Look through the entries below. Report each line that has the word "pocket" in it.
****************************************
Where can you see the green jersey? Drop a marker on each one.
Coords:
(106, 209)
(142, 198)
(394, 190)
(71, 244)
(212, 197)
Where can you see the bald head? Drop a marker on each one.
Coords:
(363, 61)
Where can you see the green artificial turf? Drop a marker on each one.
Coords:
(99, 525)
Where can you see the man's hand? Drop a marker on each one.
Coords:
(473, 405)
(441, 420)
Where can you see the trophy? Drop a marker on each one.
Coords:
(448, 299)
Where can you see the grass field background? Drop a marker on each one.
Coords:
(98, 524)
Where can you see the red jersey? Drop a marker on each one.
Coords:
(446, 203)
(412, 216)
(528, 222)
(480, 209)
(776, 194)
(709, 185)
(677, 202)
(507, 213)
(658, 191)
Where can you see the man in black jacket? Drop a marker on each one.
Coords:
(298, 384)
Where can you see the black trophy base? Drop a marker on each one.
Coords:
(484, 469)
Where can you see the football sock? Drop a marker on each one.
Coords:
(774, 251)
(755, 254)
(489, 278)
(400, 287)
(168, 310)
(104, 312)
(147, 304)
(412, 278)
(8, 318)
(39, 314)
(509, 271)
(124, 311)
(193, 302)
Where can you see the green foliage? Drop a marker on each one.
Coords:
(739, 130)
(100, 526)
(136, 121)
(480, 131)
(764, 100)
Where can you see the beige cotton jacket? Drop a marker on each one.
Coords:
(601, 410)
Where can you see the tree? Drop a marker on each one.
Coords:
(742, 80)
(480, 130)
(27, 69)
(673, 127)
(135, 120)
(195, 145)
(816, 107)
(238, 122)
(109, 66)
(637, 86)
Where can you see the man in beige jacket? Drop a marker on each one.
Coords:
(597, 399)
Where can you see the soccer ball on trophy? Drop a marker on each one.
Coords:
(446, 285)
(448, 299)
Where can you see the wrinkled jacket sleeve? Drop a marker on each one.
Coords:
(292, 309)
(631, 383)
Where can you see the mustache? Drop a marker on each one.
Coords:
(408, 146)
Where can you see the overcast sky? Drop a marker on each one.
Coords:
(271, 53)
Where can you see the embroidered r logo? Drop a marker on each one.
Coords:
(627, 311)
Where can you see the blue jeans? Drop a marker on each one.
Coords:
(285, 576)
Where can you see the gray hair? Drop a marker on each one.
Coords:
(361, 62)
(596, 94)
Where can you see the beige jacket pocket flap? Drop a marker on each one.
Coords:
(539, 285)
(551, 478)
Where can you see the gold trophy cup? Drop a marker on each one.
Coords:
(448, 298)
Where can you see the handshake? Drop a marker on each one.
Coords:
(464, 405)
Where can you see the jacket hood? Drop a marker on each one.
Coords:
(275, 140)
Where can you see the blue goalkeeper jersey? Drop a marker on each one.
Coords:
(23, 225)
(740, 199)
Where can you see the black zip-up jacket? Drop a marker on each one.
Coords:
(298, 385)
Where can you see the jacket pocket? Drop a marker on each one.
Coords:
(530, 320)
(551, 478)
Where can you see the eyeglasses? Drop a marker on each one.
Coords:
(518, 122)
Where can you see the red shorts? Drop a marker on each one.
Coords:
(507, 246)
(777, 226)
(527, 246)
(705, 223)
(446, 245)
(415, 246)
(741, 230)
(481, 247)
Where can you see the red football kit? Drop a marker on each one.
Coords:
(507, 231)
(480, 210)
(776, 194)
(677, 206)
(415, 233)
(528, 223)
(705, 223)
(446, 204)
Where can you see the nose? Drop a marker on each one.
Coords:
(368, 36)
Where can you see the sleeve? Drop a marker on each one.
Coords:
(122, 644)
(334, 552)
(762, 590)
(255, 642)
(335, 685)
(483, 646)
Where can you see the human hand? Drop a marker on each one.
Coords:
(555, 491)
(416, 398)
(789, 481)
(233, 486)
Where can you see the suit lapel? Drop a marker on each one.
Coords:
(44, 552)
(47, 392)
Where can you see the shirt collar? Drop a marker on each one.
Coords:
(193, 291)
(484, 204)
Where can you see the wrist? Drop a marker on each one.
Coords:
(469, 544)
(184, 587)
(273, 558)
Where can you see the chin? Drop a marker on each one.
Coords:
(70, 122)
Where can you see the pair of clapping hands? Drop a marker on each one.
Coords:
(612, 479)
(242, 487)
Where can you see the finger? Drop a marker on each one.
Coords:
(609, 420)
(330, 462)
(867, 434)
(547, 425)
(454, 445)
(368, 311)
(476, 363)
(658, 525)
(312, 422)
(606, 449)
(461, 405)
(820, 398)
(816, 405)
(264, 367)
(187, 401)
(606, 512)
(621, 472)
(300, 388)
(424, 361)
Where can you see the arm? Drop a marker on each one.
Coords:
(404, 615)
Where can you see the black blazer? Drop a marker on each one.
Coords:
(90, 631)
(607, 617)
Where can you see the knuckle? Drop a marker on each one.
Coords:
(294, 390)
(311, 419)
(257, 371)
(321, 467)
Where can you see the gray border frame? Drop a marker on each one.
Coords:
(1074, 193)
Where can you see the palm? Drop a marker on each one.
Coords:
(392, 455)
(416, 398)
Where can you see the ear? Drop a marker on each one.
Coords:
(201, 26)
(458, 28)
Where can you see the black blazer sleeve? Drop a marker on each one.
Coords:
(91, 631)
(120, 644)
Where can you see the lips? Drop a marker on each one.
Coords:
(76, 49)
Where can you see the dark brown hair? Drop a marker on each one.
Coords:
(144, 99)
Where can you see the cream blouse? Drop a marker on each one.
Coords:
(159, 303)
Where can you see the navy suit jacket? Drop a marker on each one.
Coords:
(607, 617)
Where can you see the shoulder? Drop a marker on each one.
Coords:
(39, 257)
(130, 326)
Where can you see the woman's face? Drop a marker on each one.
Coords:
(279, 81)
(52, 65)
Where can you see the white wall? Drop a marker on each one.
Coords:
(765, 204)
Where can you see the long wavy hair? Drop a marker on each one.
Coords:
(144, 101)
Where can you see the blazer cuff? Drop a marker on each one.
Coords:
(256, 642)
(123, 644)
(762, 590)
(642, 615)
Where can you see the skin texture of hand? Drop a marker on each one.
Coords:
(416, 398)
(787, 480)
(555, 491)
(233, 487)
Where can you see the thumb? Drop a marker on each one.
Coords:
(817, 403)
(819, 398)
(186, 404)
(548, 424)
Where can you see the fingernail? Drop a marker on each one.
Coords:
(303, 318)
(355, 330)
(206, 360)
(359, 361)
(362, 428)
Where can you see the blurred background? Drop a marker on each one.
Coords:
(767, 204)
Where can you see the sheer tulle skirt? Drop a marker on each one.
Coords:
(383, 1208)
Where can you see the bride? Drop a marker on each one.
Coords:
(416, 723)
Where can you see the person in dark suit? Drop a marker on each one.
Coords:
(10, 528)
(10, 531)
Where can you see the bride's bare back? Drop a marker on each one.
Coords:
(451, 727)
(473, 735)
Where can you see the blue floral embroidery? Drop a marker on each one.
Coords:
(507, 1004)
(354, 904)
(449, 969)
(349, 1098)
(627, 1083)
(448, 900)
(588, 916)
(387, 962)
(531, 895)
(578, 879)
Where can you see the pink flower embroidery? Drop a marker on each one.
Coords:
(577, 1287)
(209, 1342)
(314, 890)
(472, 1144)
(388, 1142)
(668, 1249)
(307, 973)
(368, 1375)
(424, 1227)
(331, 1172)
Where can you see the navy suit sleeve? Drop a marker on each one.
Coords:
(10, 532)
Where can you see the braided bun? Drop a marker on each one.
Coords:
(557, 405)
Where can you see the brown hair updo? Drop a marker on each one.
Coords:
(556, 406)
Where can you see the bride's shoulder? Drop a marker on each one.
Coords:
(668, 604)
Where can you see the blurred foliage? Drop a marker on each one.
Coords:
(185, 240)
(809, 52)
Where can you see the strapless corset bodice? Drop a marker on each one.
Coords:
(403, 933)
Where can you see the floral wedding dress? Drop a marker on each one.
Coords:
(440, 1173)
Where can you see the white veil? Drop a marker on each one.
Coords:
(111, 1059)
****************************************
#### Final answer:
Where can you see the beige jacket pocket flap? Drop a marker on each one.
Where can you see the jacket pocket? Drop a marker on each one.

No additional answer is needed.